- [Recorded data]:
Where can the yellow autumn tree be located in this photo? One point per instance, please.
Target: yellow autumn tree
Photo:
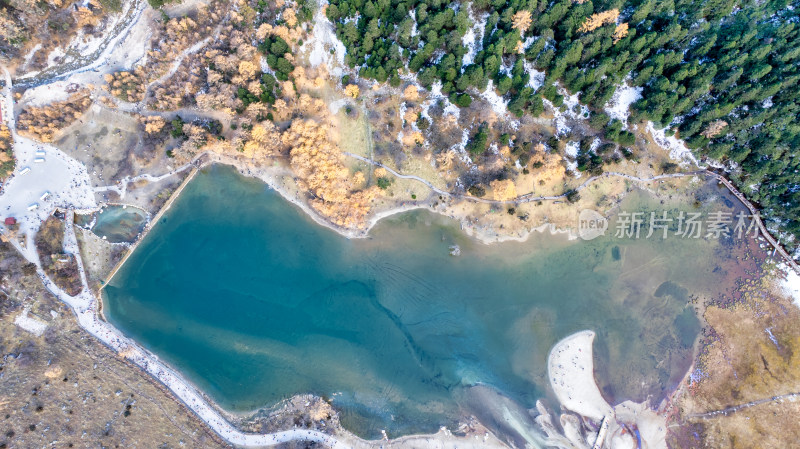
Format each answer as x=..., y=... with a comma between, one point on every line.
x=620, y=32
x=153, y=124
x=411, y=93
x=521, y=21
x=352, y=90
x=597, y=20
x=503, y=190
x=714, y=129
x=248, y=70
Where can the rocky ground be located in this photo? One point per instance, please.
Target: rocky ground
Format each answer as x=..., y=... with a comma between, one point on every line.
x=65, y=389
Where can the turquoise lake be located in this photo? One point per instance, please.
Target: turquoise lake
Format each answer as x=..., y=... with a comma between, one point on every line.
x=120, y=224
x=254, y=302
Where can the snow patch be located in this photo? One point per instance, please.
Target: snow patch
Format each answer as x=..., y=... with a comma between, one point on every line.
x=323, y=39
x=537, y=78
x=29, y=323
x=572, y=148
x=791, y=284
x=499, y=106
x=46, y=94
x=619, y=105
x=437, y=95
x=677, y=149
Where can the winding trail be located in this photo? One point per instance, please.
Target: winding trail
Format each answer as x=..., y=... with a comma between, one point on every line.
x=733, y=409
x=527, y=198
x=94, y=60
x=122, y=186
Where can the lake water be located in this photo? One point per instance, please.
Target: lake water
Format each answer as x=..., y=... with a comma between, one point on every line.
x=119, y=223
x=254, y=302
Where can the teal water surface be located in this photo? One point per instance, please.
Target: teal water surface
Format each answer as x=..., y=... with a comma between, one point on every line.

- [Exercise directions]: Reproduce verbatim the lines of the records above, starting at the line that contains "Where can the rocky" and ending at the line that contains "x=65, y=389", with both of those lines included.

- [Finished answer]:
Where can the rocky ground be located in this photo? One point per instance, please.
Target: rocky ground
Format each answer as x=..., y=... with a comma between, one point on every line.
x=65, y=389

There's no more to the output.